PROBLEM TO SOLVE
What is needed here is every line of the records that includes "pavilion".

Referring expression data
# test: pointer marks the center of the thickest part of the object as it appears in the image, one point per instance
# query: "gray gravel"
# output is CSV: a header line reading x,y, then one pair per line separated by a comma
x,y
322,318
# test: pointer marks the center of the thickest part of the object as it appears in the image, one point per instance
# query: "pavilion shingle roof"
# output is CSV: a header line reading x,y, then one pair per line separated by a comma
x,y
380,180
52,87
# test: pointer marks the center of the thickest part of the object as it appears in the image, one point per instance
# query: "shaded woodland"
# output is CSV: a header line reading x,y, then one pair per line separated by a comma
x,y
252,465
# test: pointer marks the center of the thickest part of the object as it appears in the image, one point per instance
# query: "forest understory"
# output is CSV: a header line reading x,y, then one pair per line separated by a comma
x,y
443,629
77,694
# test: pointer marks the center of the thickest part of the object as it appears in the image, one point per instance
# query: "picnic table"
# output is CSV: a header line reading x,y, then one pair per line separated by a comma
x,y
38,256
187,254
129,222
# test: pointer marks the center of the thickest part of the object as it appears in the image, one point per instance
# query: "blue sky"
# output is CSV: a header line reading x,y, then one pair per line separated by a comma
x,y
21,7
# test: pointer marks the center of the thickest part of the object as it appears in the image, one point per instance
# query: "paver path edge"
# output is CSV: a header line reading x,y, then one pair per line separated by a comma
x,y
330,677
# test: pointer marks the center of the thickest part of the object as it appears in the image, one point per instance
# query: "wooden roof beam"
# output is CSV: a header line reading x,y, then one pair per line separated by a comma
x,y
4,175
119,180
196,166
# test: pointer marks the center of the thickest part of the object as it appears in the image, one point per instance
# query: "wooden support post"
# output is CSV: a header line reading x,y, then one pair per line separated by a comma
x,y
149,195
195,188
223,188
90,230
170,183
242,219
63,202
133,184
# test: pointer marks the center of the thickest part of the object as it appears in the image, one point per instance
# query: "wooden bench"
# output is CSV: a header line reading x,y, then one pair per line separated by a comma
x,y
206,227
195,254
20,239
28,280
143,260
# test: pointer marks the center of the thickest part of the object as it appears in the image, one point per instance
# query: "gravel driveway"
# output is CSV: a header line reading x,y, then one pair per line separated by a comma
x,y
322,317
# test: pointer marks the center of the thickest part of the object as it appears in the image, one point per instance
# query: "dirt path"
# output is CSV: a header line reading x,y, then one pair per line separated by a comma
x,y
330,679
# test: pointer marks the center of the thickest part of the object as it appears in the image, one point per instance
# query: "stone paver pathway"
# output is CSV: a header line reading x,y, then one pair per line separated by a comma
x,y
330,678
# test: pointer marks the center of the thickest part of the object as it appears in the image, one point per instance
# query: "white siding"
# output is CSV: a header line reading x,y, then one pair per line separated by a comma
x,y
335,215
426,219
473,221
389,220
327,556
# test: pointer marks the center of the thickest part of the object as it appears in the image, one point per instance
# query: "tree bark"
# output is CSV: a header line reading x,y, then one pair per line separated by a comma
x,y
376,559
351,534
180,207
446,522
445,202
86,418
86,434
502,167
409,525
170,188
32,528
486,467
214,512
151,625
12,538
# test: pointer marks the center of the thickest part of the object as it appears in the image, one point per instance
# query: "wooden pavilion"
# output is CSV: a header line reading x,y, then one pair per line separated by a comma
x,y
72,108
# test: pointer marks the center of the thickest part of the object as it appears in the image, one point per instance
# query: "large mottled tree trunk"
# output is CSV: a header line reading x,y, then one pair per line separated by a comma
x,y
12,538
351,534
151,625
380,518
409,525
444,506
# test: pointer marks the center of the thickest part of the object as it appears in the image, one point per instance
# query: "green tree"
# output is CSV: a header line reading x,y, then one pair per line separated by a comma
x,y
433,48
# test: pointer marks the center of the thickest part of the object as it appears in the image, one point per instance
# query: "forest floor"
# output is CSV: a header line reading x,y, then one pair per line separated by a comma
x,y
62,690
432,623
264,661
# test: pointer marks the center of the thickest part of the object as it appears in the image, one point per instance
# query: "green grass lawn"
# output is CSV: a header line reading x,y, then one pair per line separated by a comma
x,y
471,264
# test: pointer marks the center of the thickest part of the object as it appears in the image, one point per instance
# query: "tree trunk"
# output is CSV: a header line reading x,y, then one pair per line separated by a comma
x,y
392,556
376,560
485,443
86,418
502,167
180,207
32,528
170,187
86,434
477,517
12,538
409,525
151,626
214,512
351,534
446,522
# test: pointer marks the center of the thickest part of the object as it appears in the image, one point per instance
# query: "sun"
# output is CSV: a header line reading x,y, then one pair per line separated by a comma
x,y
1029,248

RESULT BELOW
# query: "pavilion shingle roof"
# query: "wooden pavilion"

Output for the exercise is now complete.